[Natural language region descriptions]

*** Block opens ***

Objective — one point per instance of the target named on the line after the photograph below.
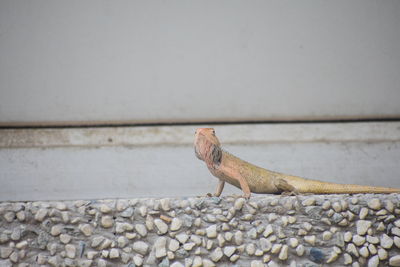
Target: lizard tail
(317, 187)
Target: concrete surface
(154, 61)
(154, 170)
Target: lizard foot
(289, 193)
(246, 196)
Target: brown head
(207, 145)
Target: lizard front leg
(235, 174)
(220, 187)
(245, 187)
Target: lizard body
(251, 178)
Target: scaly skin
(251, 178)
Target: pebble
(216, 255)
(122, 241)
(373, 261)
(308, 201)
(364, 252)
(161, 226)
(396, 241)
(21, 216)
(189, 246)
(197, 262)
(128, 235)
(65, 238)
(348, 236)
(239, 203)
(70, 251)
(41, 215)
(96, 241)
(86, 229)
(363, 226)
(386, 241)
(372, 249)
(293, 242)
(347, 259)
(229, 250)
(276, 248)
(56, 229)
(283, 254)
(326, 235)
(326, 205)
(374, 204)
(252, 233)
(140, 247)
(310, 239)
(137, 260)
(250, 249)
(5, 252)
(211, 231)
(363, 213)
(382, 254)
(332, 257)
(159, 246)
(394, 261)
(182, 238)
(256, 263)
(337, 207)
(265, 244)
(351, 249)
(22, 244)
(268, 230)
(358, 240)
(396, 231)
(107, 221)
(300, 250)
(114, 253)
(141, 229)
(176, 224)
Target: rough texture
(206, 231)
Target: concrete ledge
(183, 135)
(333, 230)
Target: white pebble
(176, 224)
(363, 226)
(373, 261)
(374, 204)
(293, 242)
(394, 261)
(229, 250)
(161, 226)
(386, 241)
(283, 254)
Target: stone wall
(334, 230)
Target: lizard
(253, 179)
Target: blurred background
(102, 98)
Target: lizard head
(207, 145)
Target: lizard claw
(246, 196)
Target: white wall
(155, 61)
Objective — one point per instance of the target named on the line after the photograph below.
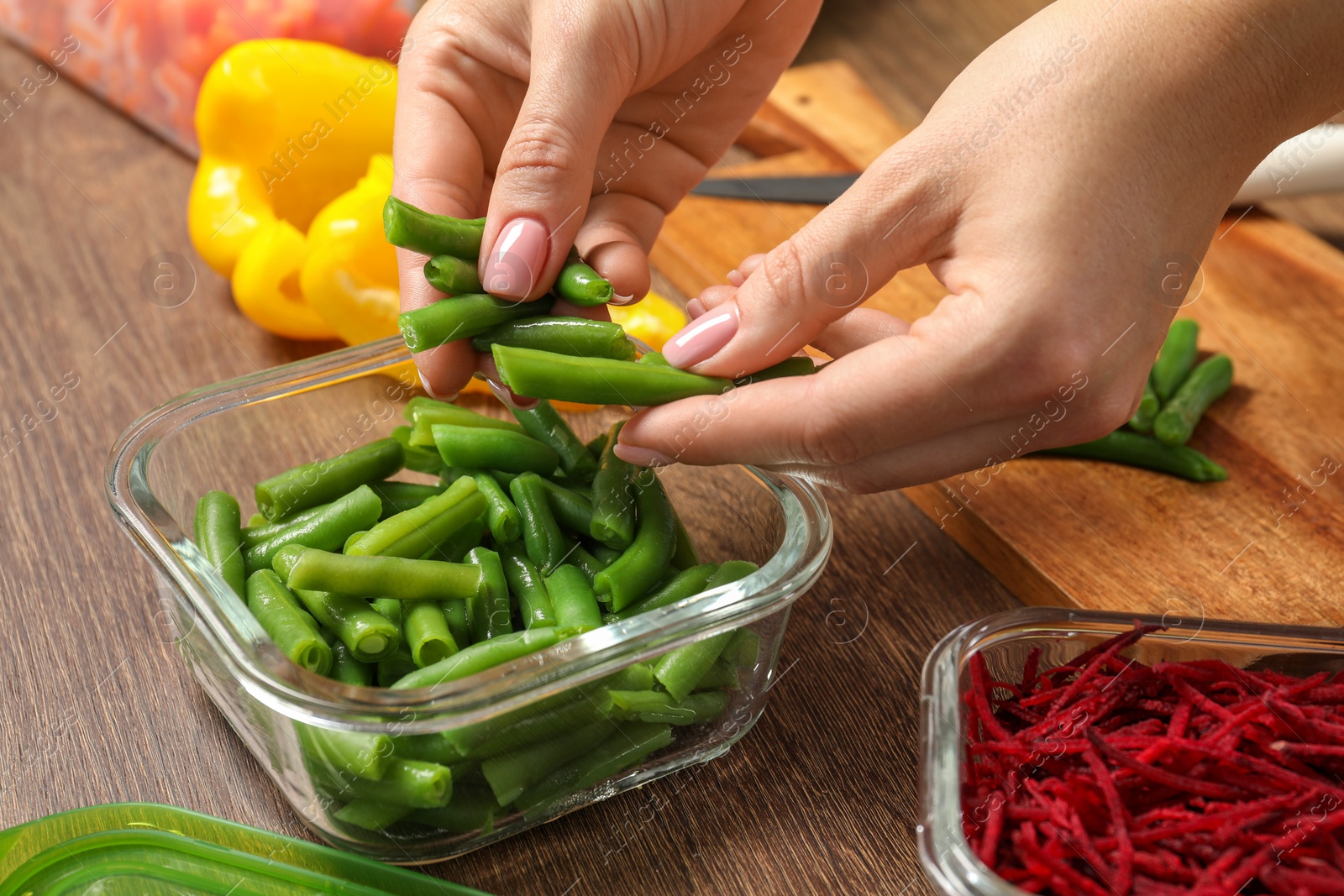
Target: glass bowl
(1005, 640)
(234, 434)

*** Block closes ***

## YOUR INSTRUCTIONS
Both ends included, copy the lines from the one holding "Target: white wall" to the last line of the entries exactly, with all pictures left out.

## EXERCISE SOLUTION
Target: white wall
(155, 61)
Objective — one point per instance of the target named on the line after the photograph below.
Target: glass bowl
(1005, 640)
(234, 434)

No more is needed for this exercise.